- Opening Delimiter -

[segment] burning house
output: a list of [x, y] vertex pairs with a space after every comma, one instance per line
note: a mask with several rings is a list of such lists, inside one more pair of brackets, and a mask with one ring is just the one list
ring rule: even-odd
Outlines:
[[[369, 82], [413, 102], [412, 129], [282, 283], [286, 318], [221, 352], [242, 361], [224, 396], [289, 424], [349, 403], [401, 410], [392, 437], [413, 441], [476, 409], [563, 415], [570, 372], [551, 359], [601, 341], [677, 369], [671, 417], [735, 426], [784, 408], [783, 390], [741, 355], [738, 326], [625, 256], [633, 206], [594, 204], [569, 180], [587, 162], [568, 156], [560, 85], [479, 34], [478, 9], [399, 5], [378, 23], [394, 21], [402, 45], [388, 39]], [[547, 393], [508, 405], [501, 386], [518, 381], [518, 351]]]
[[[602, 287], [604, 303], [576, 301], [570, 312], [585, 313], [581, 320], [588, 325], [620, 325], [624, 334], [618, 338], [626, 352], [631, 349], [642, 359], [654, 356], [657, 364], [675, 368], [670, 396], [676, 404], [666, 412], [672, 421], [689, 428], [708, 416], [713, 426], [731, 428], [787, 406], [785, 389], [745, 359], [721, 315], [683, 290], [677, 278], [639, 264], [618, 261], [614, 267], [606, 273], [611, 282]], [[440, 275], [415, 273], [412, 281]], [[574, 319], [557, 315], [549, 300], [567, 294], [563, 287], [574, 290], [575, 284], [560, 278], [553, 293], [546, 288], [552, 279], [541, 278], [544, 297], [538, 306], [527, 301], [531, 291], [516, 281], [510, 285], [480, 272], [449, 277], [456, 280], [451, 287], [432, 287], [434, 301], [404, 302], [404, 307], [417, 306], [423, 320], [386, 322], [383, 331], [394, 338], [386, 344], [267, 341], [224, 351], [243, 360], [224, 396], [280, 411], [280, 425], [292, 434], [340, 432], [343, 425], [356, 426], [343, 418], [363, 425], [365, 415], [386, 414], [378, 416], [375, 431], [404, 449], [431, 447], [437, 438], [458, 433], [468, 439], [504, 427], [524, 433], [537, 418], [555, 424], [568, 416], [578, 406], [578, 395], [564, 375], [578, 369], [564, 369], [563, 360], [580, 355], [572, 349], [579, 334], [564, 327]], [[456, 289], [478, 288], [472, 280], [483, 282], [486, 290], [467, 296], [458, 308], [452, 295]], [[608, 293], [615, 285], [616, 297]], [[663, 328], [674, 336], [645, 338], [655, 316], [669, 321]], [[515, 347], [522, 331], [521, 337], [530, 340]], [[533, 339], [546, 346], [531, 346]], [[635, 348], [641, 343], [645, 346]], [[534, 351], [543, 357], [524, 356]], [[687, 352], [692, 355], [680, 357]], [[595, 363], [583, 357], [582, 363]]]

- Closing Delimiter -

§ TASK
Reproduce the entries above in full, verbatim.

§ RESPONSE AREA
[segment] burning house
output: a list of [x, y] vertex pairs with a space after every comma, one instance per line
note: a mask with several rings is a list of such lists, inside one more pair of brackets, and a mask with one ring is just the one list
ring rule: even-odd
Outlines:
[[[369, 82], [413, 102], [412, 129], [282, 283], [286, 318], [221, 352], [242, 361], [224, 396], [289, 424], [349, 403], [401, 410], [392, 437], [413, 441], [476, 409], [563, 415], [570, 372], [551, 359], [601, 341], [677, 369], [671, 417], [735, 426], [784, 408], [783, 390], [741, 355], [738, 326], [625, 256], [633, 206], [594, 204], [569, 180], [587, 162], [568, 156], [560, 85], [479, 34], [478, 9], [399, 5], [378, 23], [394, 21], [402, 45], [388, 39]], [[547, 393], [508, 405], [501, 386], [518, 381], [518, 351]]]
[[[602, 287], [604, 303], [576, 301], [570, 312], [585, 313], [581, 320], [588, 325], [620, 325], [624, 334], [618, 338], [626, 352], [631, 349], [642, 359], [654, 356], [657, 364], [675, 368], [670, 396], [676, 404], [666, 412], [672, 421], [689, 428], [708, 416], [713, 426], [731, 428], [787, 406], [785, 389], [745, 359], [721, 315], [683, 290], [677, 278], [639, 264], [618, 261], [614, 267], [606, 273], [611, 282]], [[440, 275], [415, 273], [412, 281]], [[574, 319], [557, 315], [549, 300], [567, 294], [563, 287], [574, 290], [575, 284], [560, 278], [553, 293], [546, 288], [552, 279], [541, 278], [544, 297], [538, 306], [527, 301], [531, 291], [516, 281], [510, 285], [480, 272], [449, 277], [456, 280], [451, 287], [432, 287], [434, 301], [404, 302], [404, 307], [417, 306], [423, 320], [386, 322], [383, 331], [394, 338], [386, 344], [267, 341], [224, 351], [243, 360], [224, 396], [280, 411], [280, 425], [292, 434], [340, 432], [343, 425], [356, 426], [343, 418], [363, 425], [365, 415], [386, 414], [378, 416], [375, 431], [404, 449], [431, 447], [437, 438], [458, 433], [468, 439], [504, 427], [524, 433], [537, 418], [555, 424], [568, 416], [578, 406], [578, 395], [564, 375], [578, 369], [564, 369], [563, 360], [580, 355], [572, 349], [579, 334], [564, 327]], [[456, 289], [478, 288], [472, 280], [483, 282], [486, 290], [467, 296], [458, 308], [452, 295]], [[608, 293], [615, 285], [616, 297]], [[663, 328], [674, 336], [645, 338], [655, 316], [669, 321]], [[515, 347], [522, 331], [521, 337], [530, 340]], [[533, 339], [546, 346], [531, 346]], [[635, 348], [641, 343], [645, 346]], [[534, 351], [543, 357], [524, 356]], [[687, 352], [692, 355], [680, 357]], [[595, 363], [583, 357], [582, 363]]]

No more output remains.